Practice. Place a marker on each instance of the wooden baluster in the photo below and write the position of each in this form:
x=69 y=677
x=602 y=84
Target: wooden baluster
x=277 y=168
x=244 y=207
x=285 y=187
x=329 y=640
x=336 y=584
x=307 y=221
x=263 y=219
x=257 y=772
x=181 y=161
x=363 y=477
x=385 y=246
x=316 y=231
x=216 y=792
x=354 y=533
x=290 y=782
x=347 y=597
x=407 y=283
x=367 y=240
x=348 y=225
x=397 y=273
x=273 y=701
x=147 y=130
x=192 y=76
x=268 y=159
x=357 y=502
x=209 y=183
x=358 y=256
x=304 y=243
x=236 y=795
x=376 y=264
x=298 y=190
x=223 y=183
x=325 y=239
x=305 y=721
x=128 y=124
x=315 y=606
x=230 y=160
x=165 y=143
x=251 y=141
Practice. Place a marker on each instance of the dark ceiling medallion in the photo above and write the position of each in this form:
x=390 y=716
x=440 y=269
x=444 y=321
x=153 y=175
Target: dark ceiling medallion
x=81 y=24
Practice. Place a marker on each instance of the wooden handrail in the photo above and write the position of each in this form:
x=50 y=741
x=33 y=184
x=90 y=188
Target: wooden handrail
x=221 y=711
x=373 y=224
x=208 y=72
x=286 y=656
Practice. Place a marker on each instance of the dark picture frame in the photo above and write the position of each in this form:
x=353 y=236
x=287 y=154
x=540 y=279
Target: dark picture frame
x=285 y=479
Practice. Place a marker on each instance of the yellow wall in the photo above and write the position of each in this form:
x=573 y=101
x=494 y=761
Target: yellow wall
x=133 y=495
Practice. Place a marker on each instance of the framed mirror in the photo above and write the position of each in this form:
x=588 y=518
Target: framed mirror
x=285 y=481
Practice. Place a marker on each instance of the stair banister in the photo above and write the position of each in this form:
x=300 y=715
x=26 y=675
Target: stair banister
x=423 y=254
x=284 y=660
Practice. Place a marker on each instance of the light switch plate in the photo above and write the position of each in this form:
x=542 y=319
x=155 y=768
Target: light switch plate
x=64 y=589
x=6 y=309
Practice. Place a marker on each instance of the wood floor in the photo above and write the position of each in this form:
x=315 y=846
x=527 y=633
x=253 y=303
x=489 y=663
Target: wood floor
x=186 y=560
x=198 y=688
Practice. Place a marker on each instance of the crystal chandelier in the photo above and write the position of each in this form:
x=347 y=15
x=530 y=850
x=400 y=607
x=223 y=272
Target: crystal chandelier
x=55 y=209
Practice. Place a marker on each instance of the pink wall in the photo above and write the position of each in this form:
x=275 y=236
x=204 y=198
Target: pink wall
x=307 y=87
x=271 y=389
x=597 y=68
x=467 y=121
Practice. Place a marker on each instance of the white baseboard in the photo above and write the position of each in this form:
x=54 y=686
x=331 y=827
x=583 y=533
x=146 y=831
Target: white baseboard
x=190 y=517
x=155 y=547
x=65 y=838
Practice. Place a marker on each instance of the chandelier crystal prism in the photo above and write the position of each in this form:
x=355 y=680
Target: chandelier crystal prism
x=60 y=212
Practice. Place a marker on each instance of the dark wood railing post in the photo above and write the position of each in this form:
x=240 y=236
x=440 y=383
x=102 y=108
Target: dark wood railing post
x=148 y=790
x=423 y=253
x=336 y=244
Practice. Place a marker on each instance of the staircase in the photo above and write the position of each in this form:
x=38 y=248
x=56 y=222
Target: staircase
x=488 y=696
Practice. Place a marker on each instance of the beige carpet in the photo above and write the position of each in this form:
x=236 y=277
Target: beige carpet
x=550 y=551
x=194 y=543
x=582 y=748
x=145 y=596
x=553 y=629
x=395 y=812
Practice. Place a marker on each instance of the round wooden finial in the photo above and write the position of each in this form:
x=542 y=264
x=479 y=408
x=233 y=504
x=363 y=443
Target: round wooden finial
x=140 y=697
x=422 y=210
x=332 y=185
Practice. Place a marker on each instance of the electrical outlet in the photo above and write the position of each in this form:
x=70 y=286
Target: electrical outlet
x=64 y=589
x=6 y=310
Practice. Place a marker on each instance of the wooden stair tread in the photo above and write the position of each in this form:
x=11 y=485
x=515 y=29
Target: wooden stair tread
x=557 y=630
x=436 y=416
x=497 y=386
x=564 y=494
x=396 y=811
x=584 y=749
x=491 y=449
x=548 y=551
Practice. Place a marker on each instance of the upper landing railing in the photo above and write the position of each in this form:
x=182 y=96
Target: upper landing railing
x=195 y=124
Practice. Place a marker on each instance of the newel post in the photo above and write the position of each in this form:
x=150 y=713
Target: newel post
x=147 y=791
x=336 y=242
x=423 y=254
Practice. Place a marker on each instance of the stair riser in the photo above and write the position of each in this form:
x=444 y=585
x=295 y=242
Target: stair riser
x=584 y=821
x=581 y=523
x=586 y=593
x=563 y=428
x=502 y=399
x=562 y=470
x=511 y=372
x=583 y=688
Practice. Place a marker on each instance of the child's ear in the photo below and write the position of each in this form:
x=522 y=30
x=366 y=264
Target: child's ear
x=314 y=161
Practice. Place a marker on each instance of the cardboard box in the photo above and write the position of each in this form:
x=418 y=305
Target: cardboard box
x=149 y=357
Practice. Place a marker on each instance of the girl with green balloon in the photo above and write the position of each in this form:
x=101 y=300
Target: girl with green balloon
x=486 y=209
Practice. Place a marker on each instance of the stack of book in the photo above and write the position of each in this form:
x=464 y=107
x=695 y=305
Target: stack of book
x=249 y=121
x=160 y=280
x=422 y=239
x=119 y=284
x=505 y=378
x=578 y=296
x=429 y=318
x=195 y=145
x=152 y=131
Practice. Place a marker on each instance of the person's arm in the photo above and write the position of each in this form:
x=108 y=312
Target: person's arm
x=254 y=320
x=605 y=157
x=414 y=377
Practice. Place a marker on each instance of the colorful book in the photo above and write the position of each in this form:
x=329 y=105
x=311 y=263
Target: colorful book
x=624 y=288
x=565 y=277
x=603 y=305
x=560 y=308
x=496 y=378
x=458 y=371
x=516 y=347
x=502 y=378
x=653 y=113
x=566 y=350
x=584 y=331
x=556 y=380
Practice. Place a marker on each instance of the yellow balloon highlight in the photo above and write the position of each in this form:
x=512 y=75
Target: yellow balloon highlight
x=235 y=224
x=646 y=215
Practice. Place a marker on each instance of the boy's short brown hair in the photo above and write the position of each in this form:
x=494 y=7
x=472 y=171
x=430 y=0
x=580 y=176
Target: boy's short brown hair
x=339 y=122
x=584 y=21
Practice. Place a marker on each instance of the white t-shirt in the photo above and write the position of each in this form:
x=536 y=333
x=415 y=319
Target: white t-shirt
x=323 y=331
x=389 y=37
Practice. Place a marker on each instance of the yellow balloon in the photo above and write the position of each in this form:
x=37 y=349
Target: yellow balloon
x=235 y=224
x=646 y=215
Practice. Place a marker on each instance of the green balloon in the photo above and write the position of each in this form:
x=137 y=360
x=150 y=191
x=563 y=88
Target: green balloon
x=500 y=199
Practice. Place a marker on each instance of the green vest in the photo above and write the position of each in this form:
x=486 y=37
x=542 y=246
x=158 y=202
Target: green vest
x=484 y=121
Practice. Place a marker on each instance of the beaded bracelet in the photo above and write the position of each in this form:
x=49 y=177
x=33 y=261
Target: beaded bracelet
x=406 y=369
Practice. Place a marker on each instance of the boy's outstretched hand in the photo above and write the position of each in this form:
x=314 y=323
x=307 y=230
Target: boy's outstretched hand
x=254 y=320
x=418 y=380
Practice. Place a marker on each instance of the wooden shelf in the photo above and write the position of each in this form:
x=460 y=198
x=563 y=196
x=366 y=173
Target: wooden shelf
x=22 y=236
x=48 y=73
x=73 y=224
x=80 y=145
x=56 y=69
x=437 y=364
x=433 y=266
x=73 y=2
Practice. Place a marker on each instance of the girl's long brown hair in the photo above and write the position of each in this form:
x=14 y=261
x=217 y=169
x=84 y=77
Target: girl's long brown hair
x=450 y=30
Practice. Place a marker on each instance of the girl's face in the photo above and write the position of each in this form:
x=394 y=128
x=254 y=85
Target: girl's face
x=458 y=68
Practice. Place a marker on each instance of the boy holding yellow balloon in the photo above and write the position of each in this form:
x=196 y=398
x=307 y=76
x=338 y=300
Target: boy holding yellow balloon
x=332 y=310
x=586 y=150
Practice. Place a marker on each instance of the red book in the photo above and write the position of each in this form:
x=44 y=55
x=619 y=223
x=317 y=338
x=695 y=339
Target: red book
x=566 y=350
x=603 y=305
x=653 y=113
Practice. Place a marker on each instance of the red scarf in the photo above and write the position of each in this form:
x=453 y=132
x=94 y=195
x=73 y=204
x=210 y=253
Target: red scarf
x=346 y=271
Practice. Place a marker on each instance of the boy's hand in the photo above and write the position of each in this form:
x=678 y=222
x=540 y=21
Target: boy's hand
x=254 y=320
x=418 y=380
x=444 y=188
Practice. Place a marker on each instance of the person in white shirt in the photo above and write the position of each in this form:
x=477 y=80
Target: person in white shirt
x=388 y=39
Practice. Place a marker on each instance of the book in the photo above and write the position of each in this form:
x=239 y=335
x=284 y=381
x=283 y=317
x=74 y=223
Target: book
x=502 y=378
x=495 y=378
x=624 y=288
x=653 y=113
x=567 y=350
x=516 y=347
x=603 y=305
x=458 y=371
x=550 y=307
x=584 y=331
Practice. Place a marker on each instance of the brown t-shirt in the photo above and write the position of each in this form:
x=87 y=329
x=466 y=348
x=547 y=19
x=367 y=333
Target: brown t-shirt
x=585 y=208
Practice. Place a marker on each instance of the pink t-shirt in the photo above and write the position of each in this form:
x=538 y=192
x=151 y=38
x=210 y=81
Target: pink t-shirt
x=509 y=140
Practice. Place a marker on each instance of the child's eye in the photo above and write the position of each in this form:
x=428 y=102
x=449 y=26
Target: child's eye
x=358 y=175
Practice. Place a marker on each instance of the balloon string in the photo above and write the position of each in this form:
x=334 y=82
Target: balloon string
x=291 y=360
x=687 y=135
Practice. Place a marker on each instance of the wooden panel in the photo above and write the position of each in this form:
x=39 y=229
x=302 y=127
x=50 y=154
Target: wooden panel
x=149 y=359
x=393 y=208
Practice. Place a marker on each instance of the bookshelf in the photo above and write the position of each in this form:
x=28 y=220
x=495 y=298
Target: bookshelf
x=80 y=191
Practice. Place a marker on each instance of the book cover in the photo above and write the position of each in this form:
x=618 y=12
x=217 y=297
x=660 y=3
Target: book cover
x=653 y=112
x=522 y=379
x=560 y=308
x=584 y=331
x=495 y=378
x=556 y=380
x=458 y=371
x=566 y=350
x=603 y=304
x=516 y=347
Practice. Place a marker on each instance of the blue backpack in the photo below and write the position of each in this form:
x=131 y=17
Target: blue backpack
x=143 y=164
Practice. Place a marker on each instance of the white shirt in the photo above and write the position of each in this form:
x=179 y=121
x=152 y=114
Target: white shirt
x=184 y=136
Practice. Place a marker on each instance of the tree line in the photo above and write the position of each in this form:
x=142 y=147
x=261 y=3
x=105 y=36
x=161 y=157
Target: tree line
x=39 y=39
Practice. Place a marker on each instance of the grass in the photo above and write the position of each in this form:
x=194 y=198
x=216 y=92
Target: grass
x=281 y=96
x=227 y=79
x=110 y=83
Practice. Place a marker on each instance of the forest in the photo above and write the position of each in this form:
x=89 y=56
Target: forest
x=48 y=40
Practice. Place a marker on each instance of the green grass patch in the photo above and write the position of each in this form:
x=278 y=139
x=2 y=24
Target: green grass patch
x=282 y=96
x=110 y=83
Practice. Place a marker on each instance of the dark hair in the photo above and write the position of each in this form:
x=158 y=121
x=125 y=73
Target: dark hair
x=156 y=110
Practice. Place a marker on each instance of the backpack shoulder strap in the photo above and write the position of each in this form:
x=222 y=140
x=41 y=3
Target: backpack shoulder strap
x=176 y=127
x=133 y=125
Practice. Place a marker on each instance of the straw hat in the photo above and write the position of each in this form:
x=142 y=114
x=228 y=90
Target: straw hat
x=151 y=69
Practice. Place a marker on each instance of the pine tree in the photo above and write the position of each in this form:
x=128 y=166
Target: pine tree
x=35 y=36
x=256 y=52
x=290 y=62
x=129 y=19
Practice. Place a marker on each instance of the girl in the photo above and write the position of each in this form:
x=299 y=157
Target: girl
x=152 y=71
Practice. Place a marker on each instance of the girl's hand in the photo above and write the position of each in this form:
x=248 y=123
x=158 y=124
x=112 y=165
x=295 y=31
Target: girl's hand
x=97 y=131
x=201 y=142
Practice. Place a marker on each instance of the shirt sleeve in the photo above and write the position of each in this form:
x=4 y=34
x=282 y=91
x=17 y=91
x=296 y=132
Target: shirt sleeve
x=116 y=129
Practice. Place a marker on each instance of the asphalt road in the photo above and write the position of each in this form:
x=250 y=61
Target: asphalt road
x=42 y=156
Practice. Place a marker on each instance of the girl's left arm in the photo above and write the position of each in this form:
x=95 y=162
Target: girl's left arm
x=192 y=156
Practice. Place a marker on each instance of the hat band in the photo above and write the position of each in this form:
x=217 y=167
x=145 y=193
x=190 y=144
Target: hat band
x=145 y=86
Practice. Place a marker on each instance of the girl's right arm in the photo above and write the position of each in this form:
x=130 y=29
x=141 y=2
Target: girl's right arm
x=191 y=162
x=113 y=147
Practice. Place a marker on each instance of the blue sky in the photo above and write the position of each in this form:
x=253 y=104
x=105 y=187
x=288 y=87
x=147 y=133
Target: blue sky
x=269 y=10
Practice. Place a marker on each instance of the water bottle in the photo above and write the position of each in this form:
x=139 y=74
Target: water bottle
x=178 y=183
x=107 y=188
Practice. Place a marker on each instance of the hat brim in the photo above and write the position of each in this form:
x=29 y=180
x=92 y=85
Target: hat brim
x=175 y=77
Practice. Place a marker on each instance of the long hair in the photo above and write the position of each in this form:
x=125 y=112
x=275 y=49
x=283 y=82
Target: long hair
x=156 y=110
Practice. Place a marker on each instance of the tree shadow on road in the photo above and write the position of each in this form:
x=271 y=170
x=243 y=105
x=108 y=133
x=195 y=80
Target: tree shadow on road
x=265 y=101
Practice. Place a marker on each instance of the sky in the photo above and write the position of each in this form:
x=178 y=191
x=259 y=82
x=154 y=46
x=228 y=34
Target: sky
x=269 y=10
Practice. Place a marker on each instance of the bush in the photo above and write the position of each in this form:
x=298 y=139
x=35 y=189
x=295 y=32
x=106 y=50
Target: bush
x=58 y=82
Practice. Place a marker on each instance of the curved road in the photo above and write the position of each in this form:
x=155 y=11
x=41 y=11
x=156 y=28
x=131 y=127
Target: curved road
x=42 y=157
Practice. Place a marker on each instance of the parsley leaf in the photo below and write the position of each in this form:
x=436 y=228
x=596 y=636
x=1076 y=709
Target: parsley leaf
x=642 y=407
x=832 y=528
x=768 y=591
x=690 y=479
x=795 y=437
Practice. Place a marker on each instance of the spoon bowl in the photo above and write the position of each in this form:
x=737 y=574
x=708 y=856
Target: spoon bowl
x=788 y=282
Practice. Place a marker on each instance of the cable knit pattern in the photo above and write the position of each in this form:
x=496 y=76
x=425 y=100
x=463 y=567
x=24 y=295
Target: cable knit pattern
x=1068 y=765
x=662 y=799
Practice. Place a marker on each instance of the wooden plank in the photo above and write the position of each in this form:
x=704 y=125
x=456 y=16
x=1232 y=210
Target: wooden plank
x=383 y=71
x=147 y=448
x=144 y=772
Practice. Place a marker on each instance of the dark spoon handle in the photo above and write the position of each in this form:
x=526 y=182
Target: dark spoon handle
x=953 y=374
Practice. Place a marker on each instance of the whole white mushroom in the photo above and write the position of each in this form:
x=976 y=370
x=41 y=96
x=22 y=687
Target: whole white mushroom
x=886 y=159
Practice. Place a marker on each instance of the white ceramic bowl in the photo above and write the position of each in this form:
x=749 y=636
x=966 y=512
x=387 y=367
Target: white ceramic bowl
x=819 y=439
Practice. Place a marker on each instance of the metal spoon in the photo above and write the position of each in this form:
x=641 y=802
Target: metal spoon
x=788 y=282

# Description of the task:
In the entries above, find each line that has the word "below". Copy it.

# Result for this task:
Practice. Place a marker on each instance of the wooden baluster in the photo below and write the position of each in this form:
Practice. Place a marker on each instance of the child's ear in the photo below and write the position of each in this form:
Practice. Place a marker on each instance of the blue backpack in the photo below and write the position of each in this form:
Practice. Place a marker on each instance of the parsley leaf in the photo below and write the position of each in this form:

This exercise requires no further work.